Collection entries:

------------------------

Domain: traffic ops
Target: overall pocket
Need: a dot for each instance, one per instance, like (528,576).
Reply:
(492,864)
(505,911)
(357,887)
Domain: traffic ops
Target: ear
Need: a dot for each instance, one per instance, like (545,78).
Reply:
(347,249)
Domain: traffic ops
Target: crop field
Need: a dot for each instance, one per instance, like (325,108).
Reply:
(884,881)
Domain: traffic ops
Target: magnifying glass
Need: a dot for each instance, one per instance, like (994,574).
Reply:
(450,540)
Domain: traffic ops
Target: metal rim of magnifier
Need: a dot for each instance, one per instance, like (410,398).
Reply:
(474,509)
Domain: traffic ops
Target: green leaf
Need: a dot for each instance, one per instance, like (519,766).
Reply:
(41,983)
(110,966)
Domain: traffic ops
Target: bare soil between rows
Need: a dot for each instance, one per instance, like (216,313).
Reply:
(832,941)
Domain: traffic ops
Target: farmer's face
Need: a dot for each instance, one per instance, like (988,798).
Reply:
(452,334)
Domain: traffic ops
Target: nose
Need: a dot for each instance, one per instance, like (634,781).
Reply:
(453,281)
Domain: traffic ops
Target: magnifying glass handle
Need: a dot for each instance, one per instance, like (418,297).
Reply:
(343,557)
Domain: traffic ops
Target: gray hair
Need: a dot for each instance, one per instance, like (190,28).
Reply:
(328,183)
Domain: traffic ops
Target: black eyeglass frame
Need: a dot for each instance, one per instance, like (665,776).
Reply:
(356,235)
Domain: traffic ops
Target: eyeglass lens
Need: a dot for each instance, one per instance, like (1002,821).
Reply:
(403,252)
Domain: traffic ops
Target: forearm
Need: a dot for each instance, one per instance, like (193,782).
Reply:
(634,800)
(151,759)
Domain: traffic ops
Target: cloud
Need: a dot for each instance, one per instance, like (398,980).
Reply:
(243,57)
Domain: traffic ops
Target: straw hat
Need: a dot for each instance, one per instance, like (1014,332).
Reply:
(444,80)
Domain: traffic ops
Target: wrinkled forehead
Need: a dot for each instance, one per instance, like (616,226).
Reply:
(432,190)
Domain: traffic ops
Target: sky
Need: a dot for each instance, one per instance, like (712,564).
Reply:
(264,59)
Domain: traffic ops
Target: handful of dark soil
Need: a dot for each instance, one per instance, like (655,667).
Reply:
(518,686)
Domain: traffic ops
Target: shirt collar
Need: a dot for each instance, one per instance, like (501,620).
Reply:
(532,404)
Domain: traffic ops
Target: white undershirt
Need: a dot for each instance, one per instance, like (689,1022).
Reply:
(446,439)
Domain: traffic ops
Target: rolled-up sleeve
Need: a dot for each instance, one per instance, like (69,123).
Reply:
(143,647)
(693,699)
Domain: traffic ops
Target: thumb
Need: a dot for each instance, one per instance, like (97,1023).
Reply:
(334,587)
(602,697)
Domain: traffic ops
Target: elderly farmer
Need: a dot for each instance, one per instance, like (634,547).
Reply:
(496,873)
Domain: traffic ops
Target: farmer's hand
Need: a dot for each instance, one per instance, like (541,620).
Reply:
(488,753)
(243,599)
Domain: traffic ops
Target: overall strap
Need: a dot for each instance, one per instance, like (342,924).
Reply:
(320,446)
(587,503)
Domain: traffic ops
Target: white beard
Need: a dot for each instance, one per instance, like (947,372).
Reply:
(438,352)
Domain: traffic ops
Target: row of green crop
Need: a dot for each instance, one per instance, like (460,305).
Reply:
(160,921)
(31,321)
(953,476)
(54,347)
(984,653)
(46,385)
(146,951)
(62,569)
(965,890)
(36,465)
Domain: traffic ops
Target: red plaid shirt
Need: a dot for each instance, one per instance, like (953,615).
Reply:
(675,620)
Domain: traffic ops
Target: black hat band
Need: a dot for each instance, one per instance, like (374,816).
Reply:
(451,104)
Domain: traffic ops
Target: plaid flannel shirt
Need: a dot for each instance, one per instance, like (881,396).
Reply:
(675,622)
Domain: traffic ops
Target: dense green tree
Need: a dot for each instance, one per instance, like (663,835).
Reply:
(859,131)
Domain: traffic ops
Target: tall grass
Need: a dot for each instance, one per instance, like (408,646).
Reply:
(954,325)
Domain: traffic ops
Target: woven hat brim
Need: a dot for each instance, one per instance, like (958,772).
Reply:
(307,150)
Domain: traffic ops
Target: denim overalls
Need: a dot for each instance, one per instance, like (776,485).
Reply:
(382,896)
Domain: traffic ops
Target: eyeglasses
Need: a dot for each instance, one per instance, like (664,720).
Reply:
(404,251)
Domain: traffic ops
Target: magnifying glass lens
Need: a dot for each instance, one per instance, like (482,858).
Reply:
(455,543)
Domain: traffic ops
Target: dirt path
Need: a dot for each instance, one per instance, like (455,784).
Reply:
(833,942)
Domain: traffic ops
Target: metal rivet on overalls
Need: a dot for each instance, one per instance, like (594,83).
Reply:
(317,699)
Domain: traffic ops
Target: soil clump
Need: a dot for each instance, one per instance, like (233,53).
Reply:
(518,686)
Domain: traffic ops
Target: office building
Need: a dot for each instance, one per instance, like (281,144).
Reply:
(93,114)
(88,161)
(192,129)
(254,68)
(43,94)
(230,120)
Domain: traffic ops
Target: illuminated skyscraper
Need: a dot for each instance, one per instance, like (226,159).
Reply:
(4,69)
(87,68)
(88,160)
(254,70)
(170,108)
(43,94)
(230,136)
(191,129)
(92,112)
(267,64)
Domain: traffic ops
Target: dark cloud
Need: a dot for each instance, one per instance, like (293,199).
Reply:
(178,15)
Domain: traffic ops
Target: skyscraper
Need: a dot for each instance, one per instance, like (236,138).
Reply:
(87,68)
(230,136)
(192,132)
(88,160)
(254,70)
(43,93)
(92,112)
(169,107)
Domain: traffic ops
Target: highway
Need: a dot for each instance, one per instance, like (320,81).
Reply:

------------------------

▶ To be done
Reproduce every line above without error.

▶ Answer for the task
Domain: traffic ops
Target: overall pocket
Need: a dot for each instance, one per instance, like (528,576).
Reply:
(492,864)
(505,911)
(357,887)
Domain: traffic ops
Target: ear
Need: a dot for each instance, one per instance, like (545,78).
Reply:
(347,249)
Domain: traffic ops
Target: crop field
Need: a dot for each instance, one per instance, like (325,108).
Reply:
(884,881)
Domain: traffic ops
Target: magnifying glass
Need: a dot for each instance, one per instance, like (994,574).
Reply:
(450,540)
Domain: traffic ops
Target: metal rim of magnifier
Need: a dot for each instance, one per instance, like (410,398).
Reply:
(474,509)
Domain: traffic ops
Target: green leaf
Need: a dot for each instance, one per instance, like (519,766).
Reply:
(41,983)
(110,966)
Domain: traffic ops
Target: bare soil between rows
Need: a dot for each instance, one per instance, like (216,313).
Reply:
(832,941)
Domain: traffic ops
Target: farmer's face
Need: a dot for each instance, one per instance, like (988,798).
Reply:
(452,334)
Domain: traffic ops
Target: nose
Need: a dot for each instance, one per instance, like (634,781).
Reply:
(453,281)
Domain: traffic ops
Target: magnifying glass handle
Need: a dot for each instance, one per instance, like (418,297).
Reply:
(343,557)
Domain: traffic ops
Target: gray hair
Need: a dot for each instance, one per instance, like (190,28).
Reply:
(328,183)
Domain: traffic ops
Target: black eyeglass frame
Need: a dot for each instance, one per instance, like (665,776).
Reply:
(356,235)
Domain: traffic ops
Target: eyeglass lens
Need: a dot for each instance, one per instance, like (1002,821).
Reply:
(403,252)
Domain: traffic ops
Target: forearm
Need: a dot for each instance, one per instance, like (193,782).
Reply:
(634,800)
(151,759)
Domain: traffic ops
Target: cloud
Need: a dot for each instance, one per instance, like (398,980).
Reply:
(243,57)
Domain: traffic ops
Target: straw hat
Need: a dot for each instance, one per instance, like (1014,332).
Reply:
(444,80)
Domain: traffic ops
Target: wrinkled forehead
Need: a dot for each instance, one per instance, like (616,226).
Reply:
(432,190)
Domain: traffic ops
Target: sky
Need: a dot for each instance, one per instance, like (712,564).
Reply:
(264,59)
Domain: traffic ops
Target: handful of dark soil
Need: a dot for each instance, one per instance, like (655,667).
Reply:
(518,686)
Domain: traffic ops
Target: shirt collar
Need: a dot for each instance, one per instance, like (501,620).
Reply:
(532,404)
Domain: traffic ops
Target: white undershirt
Need: a dot for each instance, one per instance, like (689,1022).
Reply:
(446,439)
Domain: traffic ops
Target: rolled-up sleeve
Need: a dot for each instance, one per instance, like (69,123).
Reply:
(143,647)
(693,699)
Domain: traffic ops
Target: thumb
Need: a dot for each instance, one per instance, like (97,1023).
Reply:
(334,587)
(602,697)
Domain: traffic ops
Target: elderly farmer
Need: a dot for each instance, one per instance, like (634,547).
Reply:
(496,873)
Domain: traffic ops
Target: farmer's hand
Need: a dot for each instance, one per instance, like (541,620).
Reply:
(488,753)
(243,599)
Domain: traffic ops
Target: overall strap
Need: a dot for each instance, one per instance, like (342,924).
Reply:
(320,446)
(587,503)
Domain: traffic ops
Target: white beard
Need: a dot for each instance, one per instance, like (947,372).
Reply:
(438,352)
Domain: traffic ops
Target: row of green crop
Need: a dot for each instance, one per instance, like (460,305).
Reply:
(160,921)
(31,321)
(953,476)
(54,347)
(984,653)
(46,385)
(146,951)
(62,569)
(965,890)
(36,465)
Domain: traffic ops
Target: red plaid shirt
Need: a dot for each instance, one per instance, like (953,615).
Reply:
(675,620)
Domain: traffic ops
Target: black hat band
Need: a dot for each instance, one per instance, like (374,816).
Reply:
(451,104)
Domain: traffic ops
Target: plaid flannel shirt
Need: a dot for each instance, one per instance, like (881,396).
Reply:
(675,622)
Domain: traffic ops
Target: dense green tree
Need: a dot for each instance, one per instance, like (663,835).
Reply:
(859,131)
Domain: traffic ops
Target: tall grass
Need: a dot for each instance, one per instance, like (408,646).
Reply:
(954,325)
Domain: traffic ops
Target: woven hat brim
Need: a dot for each instance, one per instance, like (958,772).
Reply:
(307,150)
Domain: traffic ops
Target: denim overalls
Need: a dot for each instance, one per instance, like (776,485).
Reply:
(382,896)
Domain: traffic ops
Target: eyeglasses
Need: a dot for each instance, one per instance, like (664,720).
Reply:
(404,251)
Domain: traffic ops
Target: magnifying glass lens
Need: a dot for each instance, one per instance, like (482,858).
Reply:
(455,543)
Domain: traffic ops
Target: dirt path
Need: a dot for each instance, one per instance, like (455,784).
Reply:
(833,942)
Domain: traffic ops
Target: metal rivet on overalls
Need: a dot for each instance, one per instance, like (594,83).
Reply:
(317,699)
Domain: traffic ops
Target: soil clump
Need: a dot for each instance, one per instance, like (233,53).
Reply:
(518,686)
Domain: traffic ops
Target: office building
Need: a dot for each instance, one per instance, like (281,144).
Reply:
(93,114)
(88,161)
(192,129)
(254,68)
(43,94)
(230,120)
Domain: traffic ops
Target: illuminated skyscraper
Need: a dot for each instance, one per instance, like (226,159).
Reply:
(4,69)
(87,68)
(88,160)
(254,70)
(170,108)
(43,94)
(230,136)
(191,129)
(92,112)
(267,64)
Domain: traffic ops
Target: dark cloud
Need: a dot for each instance, one per instance, like (293,199).
Reply:
(178,15)
Domain: traffic ops
Target: skyscraper
Need: a dot for each instance, one per instance, like (236,138).
Reply:
(87,68)
(230,136)
(192,132)
(88,160)
(254,70)
(43,93)
(92,112)
(169,107)
Domain: traffic ops
Target: highway
Need: a dot for each instance, one per instance, like (320,81).
Reply:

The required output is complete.